## [TEXT EXTRACT]
If love was stronger than hell.

'The Burning Hell' photo (c) 2005, Brian Sawyer - license: http://creativecommons.org/licenses/by-sa/2.0/

There are things to be said for “tough preaching”. 

You know the sort. The sermons or books or mission week talks that set out “the gospel” as clear as day. They put it bluntly, they don’t shy away from the hard-to-hear bits, they’re not worried about causing offence. The gospel, as they proclaim it, is this:

“You’re a sinner. Rejecting God has consequences. You deserve hell. Jesus died to take the punishment for your sin. Accept him and get heaven. Reject him and get hell.” 

As I say, it has its benefits. Clarity and focus, where some Christian messages seem to meander around a few niceties and never really say anything. Definite purpose, where sometimes we’re left wondering why we bother with all the events and services and talks. Persuasive passion, where some speakers seems nervous and apologetic about the ‘good news’ they’re supposed to be so keen on.

The only problem is that it doesn’t seem very… good. 

I was under the impression that the good news was something to do with love. I thought we wanted those who aren’t interested in faith to know that they are ridiculously, unconditionally, indescribably loved by God. Of course that’s not all there is to it, of course there are implications of that love – what it means for who we are, how we live, how we treat others, what God’s love means for the rest of creation, for our future, for relationship with him, how it’s shown supremely in Jesus’ life and death and resurrection… of course there’s a whole story to tell.

But if we want to hammer one point home, surely it’s not “believe this to avoid hell”. Surely it’s,

“you’re loved by God more than you could ever imagine.”

The mission week held by Oxford University’s Christian Union this year was called “Born Loved”. I was excited. Although I love the CU, have been part of it for all of my three years at Oxford, and have invited friends to talks and events over that time, our mission weeks certainly have a bit of a reputation for that bold, sometimes offensive preaching. They cause a stir, with some people accepting the message and finding relationship with God, but others vehemently opposing the whole concept as well as the content. I was excited, because with a title like “Born Loved”, surely this would be the year that my friends might realise that the Christian message is not primarily about sin, judgement and guilt, but about a crazy, overwhelming love for them.

## [WORK TO DO]
Decide whether each of the following statements agrees with the piece on tough preaching, giving yes or no and quoting the words of the piece that settle it. 1. The writer has been part of the Christian Union for all three years at Oxford. 2. The writer says tough preaching has no benefits. 3. The writer expected the "Born Loved" mission week to present the Christian message as chiefly about sin and judgement.

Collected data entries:

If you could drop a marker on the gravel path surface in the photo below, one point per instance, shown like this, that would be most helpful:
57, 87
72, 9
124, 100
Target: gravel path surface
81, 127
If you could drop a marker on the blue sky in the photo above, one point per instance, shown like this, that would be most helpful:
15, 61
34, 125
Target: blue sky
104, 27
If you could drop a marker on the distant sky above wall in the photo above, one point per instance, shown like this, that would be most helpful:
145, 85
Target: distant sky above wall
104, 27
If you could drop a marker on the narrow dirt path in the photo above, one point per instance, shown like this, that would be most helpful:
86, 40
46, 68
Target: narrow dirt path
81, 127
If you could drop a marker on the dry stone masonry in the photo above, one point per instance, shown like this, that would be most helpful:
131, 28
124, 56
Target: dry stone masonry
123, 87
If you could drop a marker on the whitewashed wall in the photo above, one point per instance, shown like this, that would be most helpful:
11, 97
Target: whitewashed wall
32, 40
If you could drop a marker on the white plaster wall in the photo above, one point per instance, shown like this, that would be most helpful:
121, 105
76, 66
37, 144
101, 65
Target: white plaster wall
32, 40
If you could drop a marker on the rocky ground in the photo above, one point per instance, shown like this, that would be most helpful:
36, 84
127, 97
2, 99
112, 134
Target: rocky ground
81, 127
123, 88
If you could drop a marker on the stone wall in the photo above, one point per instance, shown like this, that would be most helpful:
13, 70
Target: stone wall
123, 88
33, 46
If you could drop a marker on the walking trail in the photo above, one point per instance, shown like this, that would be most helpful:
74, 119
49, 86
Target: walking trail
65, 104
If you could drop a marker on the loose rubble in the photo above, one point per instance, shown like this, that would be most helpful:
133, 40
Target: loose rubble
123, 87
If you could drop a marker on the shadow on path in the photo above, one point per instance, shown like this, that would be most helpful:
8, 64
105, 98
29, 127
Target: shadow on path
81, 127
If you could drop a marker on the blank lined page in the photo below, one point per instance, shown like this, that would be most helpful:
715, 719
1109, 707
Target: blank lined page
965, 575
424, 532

## [ANSWER FOR THIS EXERCISE]
1. Yes: "have been part of it for all of my three years at Oxford"
2. No: "As I say, it has its benefits."
3. No: "surely this would be the year that my friends might realise that the Christian message is not primarily about sin, judgement and guilt"